READING TEXT:
# # #

Nope, you’re wrong. You haven’t heard it before, because I’m not talking about Dean Kamen’s efforts to create a home-sized Stirling engine, the subject of many past Monitor stories.

No, we’re talking about Steve Walker, founder of New England Wood Pellet and innovator in the biomass industry, who has founded a tiny company in Peterborough that just got $3 million in federal research money to develop a mini power plant that can fit in your home using a Brayton cycle engine.

Before we plunge into technical details, here’s the backstory.

In 2014, Walker, 51, sold out of Jaffrey-based New England Wood Pellet, the company he founded 23 years earlier and turned into a regional leader in biomass fuels. Walker says he was looking for a new challenge in the energy industry that would be useful and marketable and, importantly, feasible to create relatively soon.

This is an important point for us non-entrepreneurs to keep in mind. Society loves to celebrate brand-new inventions, but most technical progress comes from people who take existing systems and combine them in new ways, or use them in unexpected ways, or tweak them. Novelty is great, but improvement is often greater.

# # #

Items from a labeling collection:
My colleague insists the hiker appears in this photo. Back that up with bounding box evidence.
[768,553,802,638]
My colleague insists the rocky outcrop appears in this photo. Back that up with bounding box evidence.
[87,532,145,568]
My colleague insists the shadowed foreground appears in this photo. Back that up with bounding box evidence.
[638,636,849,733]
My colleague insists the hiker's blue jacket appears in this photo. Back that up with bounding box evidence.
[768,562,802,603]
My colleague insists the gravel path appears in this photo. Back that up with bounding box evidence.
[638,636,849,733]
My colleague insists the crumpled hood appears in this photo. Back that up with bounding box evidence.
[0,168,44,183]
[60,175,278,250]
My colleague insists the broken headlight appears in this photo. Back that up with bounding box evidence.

# # #

INSTRUCTIONS FOR THE TASK:
Output the passage from the article about Steve Walker's home power plant word for word, starting at "Nope, you’re wrong." and ending at "Brayton cycle engine.".

THE RESULT:
Nope, you’re wrong. You haven’t heard it before, because I’m not talking about Dean Kamen’s efforts to create a home-sized Stirling engine, the subject of many past Monitor stories.

No, we’re talking about Steve Walker, founder of New England Wood Pellet and innovator in the biomass industry, who has founded a tiny company in Peterborough that just got $3 million in federal research money to develop a mini power plant that can fit in your home using a Brayton cycle engine.